Top of SELECTED TEXT

Why Workstation Is Built for the General AI Future
Workstation is not a vertical tool; it is a general AI platform with your context
Workstation gives you access to leading general AI models, including GPT, Claude, and more. But unlike ChatGPT or standalone AI tools, it integrates your data, documents, and workflows.
This context is modular, editable, and portable. You're not locked into rigid templates or narrow use cases. You get the flexibility of general AI with the precision of domain-specific context.
You get general reasoning power applied to your specific context across all your work, not siloed by task.
How Workstation solves what vertical AI couldn't
Cross-functional collaboration: Use one AI to collaborate across marketing, sales, product, ops, no fragmentation. Your intelligence layer spans your entire operation, not just one department.
Your context, always available: Connect your data so AI understands your company, projects, and history. Instead of starting from scratch every time, AI remembers what matters.
Reusable components: Build workflows and templates that encode your processes without locking you into rigid tools. Adapt as your work changes.
Local-first and secure: Your data stays on your machine. No cloud training. No exposure. You get the power of general AI without the risk.
Built for collaboration: Teams share context and workflows, compounding AI's value for everyone. What one person learns, the whole team benefits from.
The result: General AI's power without the fragmentation or risk
You're not locked into narrow use cases or switching between tools.
You're not sending sensitive data to public AI services.
You get the reasoning power of the best general models, applied to your entire operation.
This is what wins in 2025 and beyond.
In Summary: Vertical AI Didn't Work Out, General AI Models Did
In 2022–2023, the consensus was clear: vertical AI would dominate. Specialized tools trained on domain data would outcompete general models.
By 2025, the opposite happened. General AI got so good that narrow specialists became unnecessary. The "GPT wrapper" tools are getting obsoleted. The SaaS "AI features" create fragmentation, not value.
What actually works: General AI models with deep integration into your workflows and data.
Not fragmented assistants trapped in individual apps. Not narrow tools that can't talk to each other. One intelligence layer that understands your full context and operates across your entire work.
Workstation is built for this reality, with general AI reasoning, while keeping your workflows, and data, integrated, collaborative and secure.

Bottom of SELECTED TEXT
Top of RECORDS

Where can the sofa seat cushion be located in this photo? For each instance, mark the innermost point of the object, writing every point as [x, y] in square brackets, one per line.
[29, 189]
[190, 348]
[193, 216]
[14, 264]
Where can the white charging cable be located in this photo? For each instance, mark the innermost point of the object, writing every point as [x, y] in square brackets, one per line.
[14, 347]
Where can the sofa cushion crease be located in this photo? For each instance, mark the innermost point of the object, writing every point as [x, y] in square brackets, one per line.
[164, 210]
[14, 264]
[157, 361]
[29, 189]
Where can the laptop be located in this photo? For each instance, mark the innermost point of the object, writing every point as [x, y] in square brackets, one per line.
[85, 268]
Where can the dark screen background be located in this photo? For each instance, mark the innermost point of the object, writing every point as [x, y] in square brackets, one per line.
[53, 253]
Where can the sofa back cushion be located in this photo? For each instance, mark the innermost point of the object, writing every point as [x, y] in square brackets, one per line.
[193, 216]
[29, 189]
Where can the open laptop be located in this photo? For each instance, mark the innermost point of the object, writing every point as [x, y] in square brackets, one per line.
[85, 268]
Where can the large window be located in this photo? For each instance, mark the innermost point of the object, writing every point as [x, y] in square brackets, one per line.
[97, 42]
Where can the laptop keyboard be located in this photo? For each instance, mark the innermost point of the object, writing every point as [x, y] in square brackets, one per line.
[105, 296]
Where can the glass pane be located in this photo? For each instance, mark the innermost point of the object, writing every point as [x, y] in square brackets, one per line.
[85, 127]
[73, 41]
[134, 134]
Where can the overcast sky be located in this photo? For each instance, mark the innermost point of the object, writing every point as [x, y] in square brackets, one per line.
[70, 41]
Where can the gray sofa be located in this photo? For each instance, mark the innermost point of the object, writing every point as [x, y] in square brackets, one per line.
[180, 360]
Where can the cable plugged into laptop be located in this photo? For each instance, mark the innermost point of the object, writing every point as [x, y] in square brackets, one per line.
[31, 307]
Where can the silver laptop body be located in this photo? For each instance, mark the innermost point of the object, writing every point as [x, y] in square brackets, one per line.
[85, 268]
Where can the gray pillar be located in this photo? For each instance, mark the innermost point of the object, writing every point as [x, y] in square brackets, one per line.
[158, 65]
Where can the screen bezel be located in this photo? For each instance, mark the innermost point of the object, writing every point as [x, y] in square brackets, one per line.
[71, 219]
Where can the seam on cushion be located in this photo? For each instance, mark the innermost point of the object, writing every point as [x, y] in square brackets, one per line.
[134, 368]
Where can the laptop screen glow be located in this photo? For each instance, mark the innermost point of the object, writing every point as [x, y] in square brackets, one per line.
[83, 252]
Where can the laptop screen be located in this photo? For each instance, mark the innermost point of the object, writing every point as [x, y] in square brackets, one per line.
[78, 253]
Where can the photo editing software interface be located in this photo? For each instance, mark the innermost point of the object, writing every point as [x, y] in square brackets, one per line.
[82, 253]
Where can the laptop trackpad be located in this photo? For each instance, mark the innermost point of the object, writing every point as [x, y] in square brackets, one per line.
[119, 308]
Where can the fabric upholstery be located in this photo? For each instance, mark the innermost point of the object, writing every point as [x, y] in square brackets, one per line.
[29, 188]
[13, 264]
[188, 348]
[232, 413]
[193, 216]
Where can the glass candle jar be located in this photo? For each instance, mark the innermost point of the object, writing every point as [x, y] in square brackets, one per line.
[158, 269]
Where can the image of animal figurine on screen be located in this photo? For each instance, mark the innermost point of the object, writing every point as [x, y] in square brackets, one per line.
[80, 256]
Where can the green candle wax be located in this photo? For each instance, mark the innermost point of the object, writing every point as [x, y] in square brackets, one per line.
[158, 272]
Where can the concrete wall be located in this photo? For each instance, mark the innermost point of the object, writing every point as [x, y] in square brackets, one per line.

Bottom of RECORDS

__DIRECTIONS FOR THIS TASK__
Can you resume the piece on Workstation and general AI, continuing directly after its final sentence?

__WRITTEN RESPONSE__
[See how Workstation brings general AI into your work →]
FAQ
Q: What's the difference between general AI and vertical AI?
General AI (like ChatGPT or Claude) is trained on broad data and can handle a wide range of tasks. Vertical AI is specialized for specific domains (legal, medical, sales) with focused training data. The debate was whether specialists would outperform generalists. It turns out, general AI won.
Q: Are vertical AI tools just wrappers around ChatGPT?
Many are. They add prompts, context, and UI on top of general models like GPT-4. Some have custom fine-tuning, but most don't offer enough value over using the base model directly—especially as general models keep improving.
Q: Should I use ChatGPT or specialized AI tools for my work?
Use general AI (ChatGPT, Claude) with your full work context. The power isn't in narrow specialization—it's in general reasoning applied to your specific data and workflows. Platforms like Workstation let you do this securely without fragmentation.
Q: What does "general AI with context" actually mean?
It means using powerful general models (GPT, Claude), and giving them access to your documents, data, project history, and workflows. Instead of starting every conversation from scratch, the AI understands your company and work—making it far more useful than a standalone chatbot.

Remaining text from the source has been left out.